*WRITTEN EXERCISE 1*: Please rewrite the listing from the line with "Target: white cloud streak" through its end, changing "JSON array" to "JSON list" and leaving everything else the same.

*TEXT TO READ*:
The aim of this project is to learn a policy to localize objects in images by turning visual attention to the salient parts of images. In order to achieve this goal, the popular RL algorithm, Q-learning, is adopted by incorporating the approximation method, CNNs. DQL is the method resulting from cooperating Q-learning and CNNs. While using this method for object localization is not new and was tried before in Active Object Localization with Deep Reinforcement Learning, in this project despite implementing the algorithm with the novel deep learning framework, Tensorflow, a new set of experiments were conducted by using a new neural network architecture to show that representation learning can happen by Q-learning. More specifically, the original paper uses a pre-trained CNN as a feature extractor. However, in this project, the model was trained without using a pre-trained network for feature extraction. This MSc project was conducted in Computer Vision & Autonomous Systems Group at the university of Glasgow under supervision of Dr Jan Paul Siebert. Below is the examples of a trained model on VOC 2012 dataset. The following sections describe user manual for researhers who intend to use this implementation. In addition, in order to make modifying the implementation modest all the files are commented.

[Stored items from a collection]
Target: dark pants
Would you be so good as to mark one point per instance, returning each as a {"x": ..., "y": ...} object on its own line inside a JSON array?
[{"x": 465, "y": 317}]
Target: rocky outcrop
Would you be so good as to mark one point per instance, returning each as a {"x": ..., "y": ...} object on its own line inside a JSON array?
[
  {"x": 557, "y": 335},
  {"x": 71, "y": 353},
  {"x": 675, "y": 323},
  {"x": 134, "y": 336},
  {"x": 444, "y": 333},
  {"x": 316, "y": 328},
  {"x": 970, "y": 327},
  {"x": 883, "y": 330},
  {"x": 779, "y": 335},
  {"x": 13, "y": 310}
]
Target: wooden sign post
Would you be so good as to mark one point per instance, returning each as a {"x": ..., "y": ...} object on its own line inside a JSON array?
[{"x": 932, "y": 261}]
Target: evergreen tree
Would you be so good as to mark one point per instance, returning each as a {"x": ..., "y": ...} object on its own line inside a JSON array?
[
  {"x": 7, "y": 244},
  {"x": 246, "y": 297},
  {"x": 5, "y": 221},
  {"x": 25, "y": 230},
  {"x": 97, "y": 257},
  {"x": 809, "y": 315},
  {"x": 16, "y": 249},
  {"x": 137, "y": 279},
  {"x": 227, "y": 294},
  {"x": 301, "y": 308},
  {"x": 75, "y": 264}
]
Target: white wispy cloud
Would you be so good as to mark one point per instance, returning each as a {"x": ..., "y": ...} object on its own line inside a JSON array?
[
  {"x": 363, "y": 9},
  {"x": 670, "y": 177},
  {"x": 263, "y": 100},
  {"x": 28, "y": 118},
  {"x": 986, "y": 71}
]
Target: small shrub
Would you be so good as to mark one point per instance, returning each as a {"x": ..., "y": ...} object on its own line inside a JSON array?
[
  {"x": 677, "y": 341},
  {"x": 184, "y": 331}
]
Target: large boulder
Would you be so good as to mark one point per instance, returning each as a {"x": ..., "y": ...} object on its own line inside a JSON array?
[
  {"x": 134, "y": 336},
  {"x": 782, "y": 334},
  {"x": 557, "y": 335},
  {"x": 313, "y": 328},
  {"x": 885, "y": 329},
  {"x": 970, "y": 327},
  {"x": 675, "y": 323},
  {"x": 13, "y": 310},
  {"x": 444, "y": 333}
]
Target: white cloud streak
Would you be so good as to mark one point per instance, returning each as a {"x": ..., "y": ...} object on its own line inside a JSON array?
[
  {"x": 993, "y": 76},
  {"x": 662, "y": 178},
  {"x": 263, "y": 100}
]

*WRITTEN EXERCISE 2*: In the project description, which group conducted the MSc project?

*RESULT 1*:
Target: white cloud streak
Would you be so good as to mark one point per instance, returning each as a {"x": ..., "y": ...} object on its own line inside a JSON list?
[
  {"x": 993, "y": 76},
  {"x": 662, "y": 178},
  {"x": 263, "y": 100}
]

*RESULT 2*: The Computer Vision & Autonomous Systems Group at the University of Glasgow.